■ **SET EXERCISE**
Update the lines of the listing starting at the line that contains "103, row 227." and ending at the line that contains "column 96, row 89", both included, by replacing "marker" with "pin" and leaving everything else unchanged. Give back only those lines.

======== MATERIAL FOR THIS EXERCISE ========

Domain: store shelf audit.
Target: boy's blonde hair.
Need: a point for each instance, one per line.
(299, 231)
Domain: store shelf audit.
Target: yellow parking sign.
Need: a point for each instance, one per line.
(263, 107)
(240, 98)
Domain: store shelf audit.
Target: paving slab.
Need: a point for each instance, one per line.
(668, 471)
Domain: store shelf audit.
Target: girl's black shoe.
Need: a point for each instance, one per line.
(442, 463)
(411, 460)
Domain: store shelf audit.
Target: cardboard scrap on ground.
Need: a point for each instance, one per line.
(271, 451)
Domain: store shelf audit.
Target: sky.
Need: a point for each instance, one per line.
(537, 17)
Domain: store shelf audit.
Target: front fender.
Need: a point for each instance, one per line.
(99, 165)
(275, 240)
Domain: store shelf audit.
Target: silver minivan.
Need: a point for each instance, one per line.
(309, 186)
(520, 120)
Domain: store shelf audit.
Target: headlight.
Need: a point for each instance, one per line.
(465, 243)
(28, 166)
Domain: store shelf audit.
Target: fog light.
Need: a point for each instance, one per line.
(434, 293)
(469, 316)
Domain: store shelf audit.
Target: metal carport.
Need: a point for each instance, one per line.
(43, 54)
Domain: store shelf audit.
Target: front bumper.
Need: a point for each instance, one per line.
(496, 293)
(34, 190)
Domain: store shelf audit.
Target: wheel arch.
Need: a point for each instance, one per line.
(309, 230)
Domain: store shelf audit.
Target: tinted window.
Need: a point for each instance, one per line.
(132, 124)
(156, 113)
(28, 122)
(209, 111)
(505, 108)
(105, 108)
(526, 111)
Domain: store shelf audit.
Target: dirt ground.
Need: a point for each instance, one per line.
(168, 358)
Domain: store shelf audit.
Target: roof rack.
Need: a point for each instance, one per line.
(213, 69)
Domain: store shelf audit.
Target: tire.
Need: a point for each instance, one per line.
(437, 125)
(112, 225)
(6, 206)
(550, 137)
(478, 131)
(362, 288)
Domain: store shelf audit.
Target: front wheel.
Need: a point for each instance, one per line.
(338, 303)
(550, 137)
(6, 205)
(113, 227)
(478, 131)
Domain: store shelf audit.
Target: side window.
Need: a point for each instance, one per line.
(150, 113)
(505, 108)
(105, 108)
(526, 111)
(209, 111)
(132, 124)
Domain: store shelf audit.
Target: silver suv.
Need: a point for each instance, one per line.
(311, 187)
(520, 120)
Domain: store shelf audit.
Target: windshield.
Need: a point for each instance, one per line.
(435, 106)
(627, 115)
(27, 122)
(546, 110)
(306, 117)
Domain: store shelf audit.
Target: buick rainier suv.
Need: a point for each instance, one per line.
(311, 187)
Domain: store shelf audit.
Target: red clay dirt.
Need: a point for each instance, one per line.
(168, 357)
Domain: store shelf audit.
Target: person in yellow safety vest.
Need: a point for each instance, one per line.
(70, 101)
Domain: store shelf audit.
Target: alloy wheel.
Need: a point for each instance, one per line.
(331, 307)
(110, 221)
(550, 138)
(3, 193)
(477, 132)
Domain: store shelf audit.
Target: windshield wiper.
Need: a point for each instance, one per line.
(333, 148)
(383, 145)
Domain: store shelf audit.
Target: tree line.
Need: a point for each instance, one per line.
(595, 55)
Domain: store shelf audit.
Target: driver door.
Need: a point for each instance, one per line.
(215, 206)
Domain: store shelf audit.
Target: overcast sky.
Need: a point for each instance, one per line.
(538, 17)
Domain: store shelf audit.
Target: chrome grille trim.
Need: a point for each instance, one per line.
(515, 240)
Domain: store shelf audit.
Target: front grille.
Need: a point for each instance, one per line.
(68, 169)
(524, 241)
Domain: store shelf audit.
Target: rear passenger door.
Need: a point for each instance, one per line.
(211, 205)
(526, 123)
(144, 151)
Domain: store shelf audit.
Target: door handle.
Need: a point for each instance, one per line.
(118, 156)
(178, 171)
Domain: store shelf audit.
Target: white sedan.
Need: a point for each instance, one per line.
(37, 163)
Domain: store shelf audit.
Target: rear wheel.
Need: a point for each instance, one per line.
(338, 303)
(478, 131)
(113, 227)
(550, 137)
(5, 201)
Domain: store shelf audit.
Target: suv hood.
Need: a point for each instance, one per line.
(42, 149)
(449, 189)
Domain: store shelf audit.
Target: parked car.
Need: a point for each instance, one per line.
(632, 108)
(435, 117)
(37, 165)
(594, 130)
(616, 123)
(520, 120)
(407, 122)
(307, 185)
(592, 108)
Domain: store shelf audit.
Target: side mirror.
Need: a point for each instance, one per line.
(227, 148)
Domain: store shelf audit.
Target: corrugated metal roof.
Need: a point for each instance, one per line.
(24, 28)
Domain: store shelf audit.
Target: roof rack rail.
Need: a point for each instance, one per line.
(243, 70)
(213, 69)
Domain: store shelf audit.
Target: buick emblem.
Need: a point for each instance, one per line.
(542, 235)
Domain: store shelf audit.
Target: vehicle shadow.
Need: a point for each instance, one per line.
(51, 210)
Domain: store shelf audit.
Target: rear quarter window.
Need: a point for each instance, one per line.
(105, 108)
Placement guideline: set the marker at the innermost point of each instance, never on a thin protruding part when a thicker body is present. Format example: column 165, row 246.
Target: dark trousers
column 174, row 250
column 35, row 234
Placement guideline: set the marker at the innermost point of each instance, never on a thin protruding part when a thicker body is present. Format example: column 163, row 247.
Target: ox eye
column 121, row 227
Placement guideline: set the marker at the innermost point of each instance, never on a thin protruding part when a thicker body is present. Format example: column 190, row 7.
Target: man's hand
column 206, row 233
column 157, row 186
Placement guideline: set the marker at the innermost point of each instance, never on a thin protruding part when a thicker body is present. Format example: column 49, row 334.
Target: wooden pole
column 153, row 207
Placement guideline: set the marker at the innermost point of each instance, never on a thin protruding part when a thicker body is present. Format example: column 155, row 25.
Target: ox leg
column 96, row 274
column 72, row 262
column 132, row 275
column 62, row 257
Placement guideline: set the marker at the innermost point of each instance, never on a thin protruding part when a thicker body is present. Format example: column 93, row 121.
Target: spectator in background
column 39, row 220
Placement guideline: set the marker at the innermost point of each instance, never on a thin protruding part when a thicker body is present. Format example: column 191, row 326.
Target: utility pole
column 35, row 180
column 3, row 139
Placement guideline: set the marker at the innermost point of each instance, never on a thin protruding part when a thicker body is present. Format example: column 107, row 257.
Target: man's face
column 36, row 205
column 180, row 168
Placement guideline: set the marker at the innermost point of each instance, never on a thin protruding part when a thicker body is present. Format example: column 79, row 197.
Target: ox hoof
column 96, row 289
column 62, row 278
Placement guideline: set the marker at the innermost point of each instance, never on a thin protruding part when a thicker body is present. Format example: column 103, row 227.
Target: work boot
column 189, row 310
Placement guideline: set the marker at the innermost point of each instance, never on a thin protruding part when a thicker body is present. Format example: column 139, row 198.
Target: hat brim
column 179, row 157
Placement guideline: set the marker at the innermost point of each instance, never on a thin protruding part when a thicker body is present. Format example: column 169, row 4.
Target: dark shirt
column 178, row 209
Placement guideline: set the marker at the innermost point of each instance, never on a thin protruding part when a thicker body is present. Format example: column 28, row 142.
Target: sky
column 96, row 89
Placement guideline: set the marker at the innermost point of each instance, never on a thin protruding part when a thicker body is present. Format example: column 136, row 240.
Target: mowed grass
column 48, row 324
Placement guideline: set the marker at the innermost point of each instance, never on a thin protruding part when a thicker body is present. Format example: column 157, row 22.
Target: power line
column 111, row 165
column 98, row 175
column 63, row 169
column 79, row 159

========

■ **CORRECT ANSWER**
Placement guideline: set the pin at the innermost point of each instance, never on a thin protruding part when a thicker body is present. Format example: column 103, row 227.
Target: work boot
column 189, row 310
Placement guideline: set the pin at the innermost point of each instance, never on a thin protruding part when a thicker body is present. Format example: column 139, row 198.
Target: hat brim
column 179, row 157
Placement guideline: set the pin at the innermost point of each instance, never on a thin protruding part when a thicker body is present. Format example: column 169, row 4.
Target: dark shirt
column 178, row 209
Placement guideline: set the pin at the innermost point of each instance, never on a thin protruding part when a thicker body is present. Format example: column 28, row 142.
Target: sky
column 96, row 89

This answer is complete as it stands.